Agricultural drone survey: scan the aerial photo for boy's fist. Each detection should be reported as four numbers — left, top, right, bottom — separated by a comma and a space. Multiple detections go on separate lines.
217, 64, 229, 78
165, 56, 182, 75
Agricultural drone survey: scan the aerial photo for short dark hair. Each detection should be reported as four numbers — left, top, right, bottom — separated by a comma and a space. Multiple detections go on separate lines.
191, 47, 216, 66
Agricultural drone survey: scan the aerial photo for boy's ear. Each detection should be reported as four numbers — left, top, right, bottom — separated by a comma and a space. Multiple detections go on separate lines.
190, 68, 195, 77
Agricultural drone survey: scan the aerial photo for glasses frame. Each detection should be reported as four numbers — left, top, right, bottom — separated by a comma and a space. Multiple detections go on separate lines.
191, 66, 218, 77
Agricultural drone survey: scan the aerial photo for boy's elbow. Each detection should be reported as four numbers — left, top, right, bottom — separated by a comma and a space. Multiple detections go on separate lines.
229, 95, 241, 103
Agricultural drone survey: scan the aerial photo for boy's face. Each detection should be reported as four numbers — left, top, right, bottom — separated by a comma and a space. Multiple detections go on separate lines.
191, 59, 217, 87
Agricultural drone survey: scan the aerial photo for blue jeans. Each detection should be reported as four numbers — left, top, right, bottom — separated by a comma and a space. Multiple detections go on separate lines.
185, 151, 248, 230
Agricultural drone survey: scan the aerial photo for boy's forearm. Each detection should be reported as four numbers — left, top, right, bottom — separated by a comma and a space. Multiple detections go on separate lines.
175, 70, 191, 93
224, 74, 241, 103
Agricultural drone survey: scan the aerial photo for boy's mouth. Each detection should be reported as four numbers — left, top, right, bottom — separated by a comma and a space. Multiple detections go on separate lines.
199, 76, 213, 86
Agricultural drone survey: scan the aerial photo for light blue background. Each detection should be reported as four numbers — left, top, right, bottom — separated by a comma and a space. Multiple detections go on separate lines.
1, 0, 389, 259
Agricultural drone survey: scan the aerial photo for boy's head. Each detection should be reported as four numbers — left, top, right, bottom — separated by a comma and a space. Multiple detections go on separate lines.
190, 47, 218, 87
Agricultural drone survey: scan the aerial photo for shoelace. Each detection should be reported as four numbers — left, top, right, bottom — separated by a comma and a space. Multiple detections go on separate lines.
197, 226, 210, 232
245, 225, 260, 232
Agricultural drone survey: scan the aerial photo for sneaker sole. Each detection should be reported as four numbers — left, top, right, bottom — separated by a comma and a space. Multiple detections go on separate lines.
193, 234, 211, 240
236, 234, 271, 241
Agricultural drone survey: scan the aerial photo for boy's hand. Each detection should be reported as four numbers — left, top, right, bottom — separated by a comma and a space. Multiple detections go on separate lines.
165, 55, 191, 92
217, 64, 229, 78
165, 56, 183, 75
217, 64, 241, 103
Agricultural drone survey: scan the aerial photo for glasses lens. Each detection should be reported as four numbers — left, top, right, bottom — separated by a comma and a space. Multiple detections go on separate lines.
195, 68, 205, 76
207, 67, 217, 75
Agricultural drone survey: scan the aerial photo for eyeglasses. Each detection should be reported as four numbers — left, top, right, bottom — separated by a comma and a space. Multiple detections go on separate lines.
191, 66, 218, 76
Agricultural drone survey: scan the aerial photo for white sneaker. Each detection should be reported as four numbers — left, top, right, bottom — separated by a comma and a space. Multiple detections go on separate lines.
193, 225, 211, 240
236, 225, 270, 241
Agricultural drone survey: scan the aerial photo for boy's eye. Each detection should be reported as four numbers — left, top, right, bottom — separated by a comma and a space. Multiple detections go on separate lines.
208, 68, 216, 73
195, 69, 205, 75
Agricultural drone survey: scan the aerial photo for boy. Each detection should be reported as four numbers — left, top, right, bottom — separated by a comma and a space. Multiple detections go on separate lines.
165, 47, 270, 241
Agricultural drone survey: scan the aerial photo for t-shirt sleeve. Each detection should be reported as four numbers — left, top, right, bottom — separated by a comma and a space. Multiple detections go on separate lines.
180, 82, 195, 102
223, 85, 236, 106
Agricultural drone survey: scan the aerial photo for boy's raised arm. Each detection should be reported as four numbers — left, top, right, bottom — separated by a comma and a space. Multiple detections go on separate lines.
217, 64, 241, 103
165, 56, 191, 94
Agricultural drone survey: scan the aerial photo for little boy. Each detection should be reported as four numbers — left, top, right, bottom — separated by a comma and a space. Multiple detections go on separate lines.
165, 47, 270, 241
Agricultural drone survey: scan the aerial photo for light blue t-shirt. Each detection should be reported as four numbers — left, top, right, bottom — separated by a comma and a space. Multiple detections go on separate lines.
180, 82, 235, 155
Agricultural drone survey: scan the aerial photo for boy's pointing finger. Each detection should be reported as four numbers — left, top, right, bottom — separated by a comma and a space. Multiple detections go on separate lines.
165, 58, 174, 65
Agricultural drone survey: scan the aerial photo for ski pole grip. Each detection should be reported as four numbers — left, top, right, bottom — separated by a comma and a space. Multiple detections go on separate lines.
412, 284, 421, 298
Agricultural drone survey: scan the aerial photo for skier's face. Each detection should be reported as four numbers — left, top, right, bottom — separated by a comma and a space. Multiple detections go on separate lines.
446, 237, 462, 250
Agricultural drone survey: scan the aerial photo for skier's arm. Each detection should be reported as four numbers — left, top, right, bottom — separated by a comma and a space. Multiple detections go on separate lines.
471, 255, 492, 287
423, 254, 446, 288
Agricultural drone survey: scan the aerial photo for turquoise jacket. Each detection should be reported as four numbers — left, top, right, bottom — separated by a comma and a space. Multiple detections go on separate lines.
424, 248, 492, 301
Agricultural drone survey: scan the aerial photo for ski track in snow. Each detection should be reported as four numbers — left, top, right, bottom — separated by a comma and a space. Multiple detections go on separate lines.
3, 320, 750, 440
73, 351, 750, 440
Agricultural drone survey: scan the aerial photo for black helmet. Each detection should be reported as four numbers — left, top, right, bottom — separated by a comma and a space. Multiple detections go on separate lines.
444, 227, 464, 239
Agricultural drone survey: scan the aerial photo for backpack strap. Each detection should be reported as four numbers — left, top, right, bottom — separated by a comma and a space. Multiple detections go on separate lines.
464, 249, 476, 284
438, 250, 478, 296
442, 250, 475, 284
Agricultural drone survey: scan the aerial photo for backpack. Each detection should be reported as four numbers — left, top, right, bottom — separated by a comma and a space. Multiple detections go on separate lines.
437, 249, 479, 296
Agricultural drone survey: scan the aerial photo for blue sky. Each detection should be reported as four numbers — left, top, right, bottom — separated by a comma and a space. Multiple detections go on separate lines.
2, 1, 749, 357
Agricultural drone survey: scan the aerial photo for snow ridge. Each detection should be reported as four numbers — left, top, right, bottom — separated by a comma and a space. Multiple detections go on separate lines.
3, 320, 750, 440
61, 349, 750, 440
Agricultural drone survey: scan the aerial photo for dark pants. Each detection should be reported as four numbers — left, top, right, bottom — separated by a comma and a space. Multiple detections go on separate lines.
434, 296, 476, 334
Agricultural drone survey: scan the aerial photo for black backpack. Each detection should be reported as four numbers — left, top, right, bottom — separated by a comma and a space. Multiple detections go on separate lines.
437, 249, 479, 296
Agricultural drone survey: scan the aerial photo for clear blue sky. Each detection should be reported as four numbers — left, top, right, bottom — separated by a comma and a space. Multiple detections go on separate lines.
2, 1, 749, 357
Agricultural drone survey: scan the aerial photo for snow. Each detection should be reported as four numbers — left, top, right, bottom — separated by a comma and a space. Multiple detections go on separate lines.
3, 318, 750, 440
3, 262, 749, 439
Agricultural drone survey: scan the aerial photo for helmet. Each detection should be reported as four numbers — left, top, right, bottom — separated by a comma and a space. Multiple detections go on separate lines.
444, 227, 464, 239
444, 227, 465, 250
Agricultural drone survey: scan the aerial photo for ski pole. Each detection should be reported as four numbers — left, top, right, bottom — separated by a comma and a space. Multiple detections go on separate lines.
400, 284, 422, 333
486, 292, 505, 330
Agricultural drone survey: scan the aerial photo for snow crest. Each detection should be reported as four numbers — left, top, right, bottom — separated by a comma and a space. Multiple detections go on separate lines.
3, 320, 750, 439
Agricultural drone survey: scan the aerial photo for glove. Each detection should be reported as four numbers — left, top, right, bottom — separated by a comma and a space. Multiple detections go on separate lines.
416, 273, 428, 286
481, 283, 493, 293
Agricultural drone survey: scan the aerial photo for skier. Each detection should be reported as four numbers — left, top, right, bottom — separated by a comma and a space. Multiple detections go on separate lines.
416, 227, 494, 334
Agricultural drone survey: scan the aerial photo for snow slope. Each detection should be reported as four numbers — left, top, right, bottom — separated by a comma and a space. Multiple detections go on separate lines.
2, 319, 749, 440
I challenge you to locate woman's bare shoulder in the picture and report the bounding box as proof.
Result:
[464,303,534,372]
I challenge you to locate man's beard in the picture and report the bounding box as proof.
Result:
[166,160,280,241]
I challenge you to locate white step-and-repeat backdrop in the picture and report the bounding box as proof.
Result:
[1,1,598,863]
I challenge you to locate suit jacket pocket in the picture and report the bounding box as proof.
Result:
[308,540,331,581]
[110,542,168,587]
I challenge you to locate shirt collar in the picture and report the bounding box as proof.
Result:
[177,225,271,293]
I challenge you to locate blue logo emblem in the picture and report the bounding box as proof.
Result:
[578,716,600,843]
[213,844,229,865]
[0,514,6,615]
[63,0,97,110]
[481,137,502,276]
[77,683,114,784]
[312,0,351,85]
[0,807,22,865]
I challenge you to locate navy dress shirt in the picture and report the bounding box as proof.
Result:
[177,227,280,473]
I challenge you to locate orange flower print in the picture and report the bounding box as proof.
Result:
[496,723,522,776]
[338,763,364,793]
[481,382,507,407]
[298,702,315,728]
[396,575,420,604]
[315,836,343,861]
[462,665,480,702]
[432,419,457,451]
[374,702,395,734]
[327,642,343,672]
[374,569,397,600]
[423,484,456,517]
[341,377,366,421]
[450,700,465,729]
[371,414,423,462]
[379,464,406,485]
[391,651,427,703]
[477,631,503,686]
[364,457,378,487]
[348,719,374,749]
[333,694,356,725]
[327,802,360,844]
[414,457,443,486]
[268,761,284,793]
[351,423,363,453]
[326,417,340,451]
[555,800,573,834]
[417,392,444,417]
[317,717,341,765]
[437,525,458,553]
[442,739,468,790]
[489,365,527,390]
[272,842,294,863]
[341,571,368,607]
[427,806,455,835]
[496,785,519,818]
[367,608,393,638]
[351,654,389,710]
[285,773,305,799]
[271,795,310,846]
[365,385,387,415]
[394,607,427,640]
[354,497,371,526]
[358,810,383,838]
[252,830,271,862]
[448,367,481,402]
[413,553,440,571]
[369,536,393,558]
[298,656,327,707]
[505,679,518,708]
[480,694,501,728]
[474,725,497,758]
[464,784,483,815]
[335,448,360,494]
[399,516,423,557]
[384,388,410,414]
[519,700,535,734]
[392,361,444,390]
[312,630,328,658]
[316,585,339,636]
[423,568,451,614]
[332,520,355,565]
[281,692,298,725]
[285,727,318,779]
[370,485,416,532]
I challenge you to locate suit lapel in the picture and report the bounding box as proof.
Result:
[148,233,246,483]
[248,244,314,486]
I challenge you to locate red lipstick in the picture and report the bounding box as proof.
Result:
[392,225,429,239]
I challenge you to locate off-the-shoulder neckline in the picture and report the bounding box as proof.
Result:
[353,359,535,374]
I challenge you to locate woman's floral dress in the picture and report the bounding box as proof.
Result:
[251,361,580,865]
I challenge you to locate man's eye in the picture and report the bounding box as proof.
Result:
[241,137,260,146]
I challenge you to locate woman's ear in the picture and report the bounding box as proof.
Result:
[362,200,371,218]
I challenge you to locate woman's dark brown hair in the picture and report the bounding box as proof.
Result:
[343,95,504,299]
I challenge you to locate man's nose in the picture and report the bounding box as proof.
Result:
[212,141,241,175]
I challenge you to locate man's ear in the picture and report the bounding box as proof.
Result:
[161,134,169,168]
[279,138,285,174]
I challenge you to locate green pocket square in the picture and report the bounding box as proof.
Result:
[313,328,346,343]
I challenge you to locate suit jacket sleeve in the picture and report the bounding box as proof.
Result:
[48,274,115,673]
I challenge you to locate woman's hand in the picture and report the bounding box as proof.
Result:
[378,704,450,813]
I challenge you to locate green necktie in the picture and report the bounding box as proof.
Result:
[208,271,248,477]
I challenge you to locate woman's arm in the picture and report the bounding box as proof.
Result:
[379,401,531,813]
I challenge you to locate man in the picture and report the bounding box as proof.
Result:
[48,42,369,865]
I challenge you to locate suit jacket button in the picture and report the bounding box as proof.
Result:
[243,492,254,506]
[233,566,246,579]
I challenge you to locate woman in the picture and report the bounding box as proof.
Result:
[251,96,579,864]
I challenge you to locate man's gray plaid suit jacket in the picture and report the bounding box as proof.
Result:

□ □ □ □ □

— WORK ITEM —
Take from the listing every line in which the word "dress" appears.

— YOUR SOLUTION —
I challenge you to locate navy dress shirt in the picture and report the bounding box as proof.
I challenge you to locate woman's floral dress in the picture and report the bounding box as proof.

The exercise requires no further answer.